- **TEXT PASSAGE**:
Updates
Updates
NOVEMBER 2012
We’ve wrapped up the garden season and are headed into the holidays. Come join us on Saturday, December 8 at 5pm as we decorate and light our community Christmas tree! This has become a neighborhood tradition over the past few years as we gather to celebrate the Christmas season with friends and neighbors. We’ll have refreshments, music and lots of fun. Don’t miss it!
AUGUST
On August 18, about forty volunteers from the surrounding community, Georgia Tech, and AmeriCorps gathered for our “Love Your Block” day. The neighborhood received a grant from the Mayor’s Office and Home Depot Foundation to plant shrubs, install sod, and make garden repairs to enhance the area. Thanks to the committed group who saw these projects through!
APRIL
Our recent work day was successful - about a dozen people came out to plant the beds, make improvements to the tool shed and spread wood chips. Several more folks will plant their plots in the coming days. We look forward to seeing each other’s plants grow and yield a great harvest.
The garden also hosted powerful Holy Week services of New Life Covenant Church. Thanks to so many who made the services and the garden so beautiful!
MARCH
We are excited to plant our beds at the upcoming garden work day at the end of the month. All but one of the eleven raised beds have been adopted by neighbors for the spring/summer season. This has been a goal of ours from the beginning! Come by and take a look at the garden and spruced-up area after our work day!
SEPTEMBER 2011
The cooler weather has come on us and with it, the promise of a different set of crops - beets, radishes, collards, lettuce and cabbage among others. Our September 10 workday was a success with around 30 volunteers from the community and Georgia Tech’s city planning program. We hauled away garbage, planted the fall garden, spread a mountain of wood chips, moved the compost bin, repaired and stained the playground, stained the new storage shed, installed landscape timbers and painted the posts around the edge of the field. Thanks again to everyone who joined us! Stay tuned for more workdays through the fall.
AUGUST
Summer is winding down, but we’ve seen a great harvest and a lot of activity in the garden. Our plans for the fall include painting our brand new tool shed (thanks to Alex Hill and his group!), planting some cool weather crops, spreading wood chips and more. The garden has been a constant gathering spot for kids and neighbors throughout the summer.
JUNE
The garden has been planted - tomatoes, peppers, squash, eggplant, green beans, sweet potatoes and much more! Children from the SAY Yes summer program will be involved in maintenance and harvesting of the crops as Krista Ehst, our summer intern, teaches them about plants and how they grow to provide food for us.
APRIL
We are just about ready to get started with the new garden season! Volunteers met in February and decided what to plant this year. We will have an intern come on this summer to help with garden maintenance and programs for the kids.
Thanks again to Trees Atlanta and their committed volunteers for returning to spread wood chips around the trees they planted in the community last March. They look great!
The garden will again host Holy Week services of New Life Covenant Church. All are welcome to join services at 7pm on April 20-22.

Object position labeling entries:
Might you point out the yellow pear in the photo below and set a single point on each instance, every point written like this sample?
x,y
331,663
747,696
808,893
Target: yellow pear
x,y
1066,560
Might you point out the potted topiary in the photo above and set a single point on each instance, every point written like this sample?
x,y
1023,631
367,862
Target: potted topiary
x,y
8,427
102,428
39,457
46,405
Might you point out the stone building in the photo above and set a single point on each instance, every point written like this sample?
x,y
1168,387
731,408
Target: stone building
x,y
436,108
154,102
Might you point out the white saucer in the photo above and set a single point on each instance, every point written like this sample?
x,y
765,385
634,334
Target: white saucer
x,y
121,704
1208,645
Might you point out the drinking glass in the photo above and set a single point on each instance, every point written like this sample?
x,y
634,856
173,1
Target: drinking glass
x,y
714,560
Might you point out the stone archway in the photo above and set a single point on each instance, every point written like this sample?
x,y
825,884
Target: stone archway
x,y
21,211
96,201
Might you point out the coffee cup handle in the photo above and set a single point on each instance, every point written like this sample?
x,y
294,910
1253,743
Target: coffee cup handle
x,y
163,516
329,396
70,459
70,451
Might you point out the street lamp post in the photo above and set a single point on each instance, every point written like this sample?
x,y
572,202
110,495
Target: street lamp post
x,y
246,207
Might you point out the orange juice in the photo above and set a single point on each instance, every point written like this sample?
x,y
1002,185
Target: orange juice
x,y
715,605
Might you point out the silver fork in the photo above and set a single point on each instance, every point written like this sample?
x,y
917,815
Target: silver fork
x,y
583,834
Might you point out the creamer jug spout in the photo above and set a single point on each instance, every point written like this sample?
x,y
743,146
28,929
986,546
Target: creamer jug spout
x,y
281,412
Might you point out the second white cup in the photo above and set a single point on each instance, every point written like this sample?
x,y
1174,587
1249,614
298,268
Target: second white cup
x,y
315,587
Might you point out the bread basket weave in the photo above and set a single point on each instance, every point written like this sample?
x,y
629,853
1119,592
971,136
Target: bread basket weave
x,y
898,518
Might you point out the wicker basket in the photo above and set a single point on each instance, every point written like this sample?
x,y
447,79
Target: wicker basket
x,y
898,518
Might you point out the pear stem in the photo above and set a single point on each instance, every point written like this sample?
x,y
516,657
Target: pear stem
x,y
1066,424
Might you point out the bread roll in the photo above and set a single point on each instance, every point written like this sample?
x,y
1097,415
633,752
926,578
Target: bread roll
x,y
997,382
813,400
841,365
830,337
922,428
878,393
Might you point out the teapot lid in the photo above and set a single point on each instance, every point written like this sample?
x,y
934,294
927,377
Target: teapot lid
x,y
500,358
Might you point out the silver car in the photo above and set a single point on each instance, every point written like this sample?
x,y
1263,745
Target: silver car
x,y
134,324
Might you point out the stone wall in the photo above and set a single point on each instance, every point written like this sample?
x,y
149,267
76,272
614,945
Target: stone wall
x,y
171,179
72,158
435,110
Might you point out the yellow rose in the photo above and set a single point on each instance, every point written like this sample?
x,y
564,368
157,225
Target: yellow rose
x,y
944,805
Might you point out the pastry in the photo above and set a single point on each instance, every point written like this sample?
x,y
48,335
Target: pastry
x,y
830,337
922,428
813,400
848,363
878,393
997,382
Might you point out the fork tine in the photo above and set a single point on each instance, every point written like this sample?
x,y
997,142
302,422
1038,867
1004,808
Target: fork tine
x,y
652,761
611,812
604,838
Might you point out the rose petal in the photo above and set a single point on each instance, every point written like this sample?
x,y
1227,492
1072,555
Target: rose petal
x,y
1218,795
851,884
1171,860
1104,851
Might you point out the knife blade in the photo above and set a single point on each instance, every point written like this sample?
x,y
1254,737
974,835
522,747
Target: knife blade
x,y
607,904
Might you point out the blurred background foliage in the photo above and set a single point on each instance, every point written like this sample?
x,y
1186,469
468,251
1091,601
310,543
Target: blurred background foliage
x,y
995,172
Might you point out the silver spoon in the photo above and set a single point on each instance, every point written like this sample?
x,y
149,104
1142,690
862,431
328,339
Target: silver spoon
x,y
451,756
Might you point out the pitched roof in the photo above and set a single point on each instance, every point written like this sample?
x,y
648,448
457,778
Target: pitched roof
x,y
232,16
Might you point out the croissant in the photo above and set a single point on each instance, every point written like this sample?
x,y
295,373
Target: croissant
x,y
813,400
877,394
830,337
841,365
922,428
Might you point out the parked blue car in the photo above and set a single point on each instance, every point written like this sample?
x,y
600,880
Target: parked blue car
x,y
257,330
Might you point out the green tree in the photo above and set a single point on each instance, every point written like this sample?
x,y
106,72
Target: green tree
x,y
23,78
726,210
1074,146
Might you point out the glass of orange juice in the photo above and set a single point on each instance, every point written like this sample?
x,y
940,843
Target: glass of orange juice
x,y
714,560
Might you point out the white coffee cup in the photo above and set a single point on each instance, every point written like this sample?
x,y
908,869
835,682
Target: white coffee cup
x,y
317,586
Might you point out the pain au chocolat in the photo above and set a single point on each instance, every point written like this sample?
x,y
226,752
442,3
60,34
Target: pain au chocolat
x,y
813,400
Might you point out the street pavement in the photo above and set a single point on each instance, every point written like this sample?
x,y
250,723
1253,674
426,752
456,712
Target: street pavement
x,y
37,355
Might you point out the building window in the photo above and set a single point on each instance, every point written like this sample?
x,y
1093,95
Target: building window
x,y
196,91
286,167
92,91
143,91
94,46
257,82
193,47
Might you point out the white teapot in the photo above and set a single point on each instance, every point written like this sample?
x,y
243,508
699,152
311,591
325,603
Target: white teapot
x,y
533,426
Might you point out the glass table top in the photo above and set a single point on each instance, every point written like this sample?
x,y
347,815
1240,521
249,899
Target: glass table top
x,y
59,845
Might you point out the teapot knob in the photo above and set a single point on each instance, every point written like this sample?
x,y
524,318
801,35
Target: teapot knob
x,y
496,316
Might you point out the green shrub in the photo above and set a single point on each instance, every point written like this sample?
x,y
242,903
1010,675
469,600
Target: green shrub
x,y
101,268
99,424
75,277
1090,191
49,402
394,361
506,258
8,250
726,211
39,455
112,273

- **STATED PROBLEM 1**: Retype the garden updates text from "SEPTEMBER 2011" to "through the fall.".
- **STATED PROBLEM 2**: In the listing, from the line with "Might you point out the glass table" through the end of the listing, replace "green shrub" with "leafy bush" and give only those lines, otherwise unaltered.
The garden updates text and the listing have nothing to do with each other.

- **EXERCISE RESULT 1**:
SEPTEMBER 2011
The cooler weather has come on us and with it, the promise of a different set of crops - beets, radishes, collards, lettuce and cabbage among others. Our September 10 workday was a success with around 30 volunteers from the community and Georgia Tech’s city planning program. We hauled away garbage, planted the fall garden, spread a mountain of wood chips, moved the compost bin, repaired and stained the playground, stained the new storage shed, installed landscape timbers and painted the posts around the edge of the field. Thanks again to everyone who joined us! Stay tuned for more workdays through the fall.

- **EXERCISE RESULT 2**:
Might you point out the glass table top in the photo above and set a single point on each instance, every point written like this sample?
x,y
347,815
1240,521
249,899
Target: glass table top
x,y
59,845
Might you point out the teapot knob in the photo above and set a single point on each instance, every point written like this sample?
x,y
524,318
801,35
Target: teapot knob
x,y
496,316
Might you point out the leafy bush in the photo above and set a single point on each instance, every point written like this sample?
x,y
242,903
1010,675
469,600
Target: leafy bush
x,y
101,268
99,424
75,277
1090,191
49,402
394,361
506,258
8,250
726,211
39,455
112,273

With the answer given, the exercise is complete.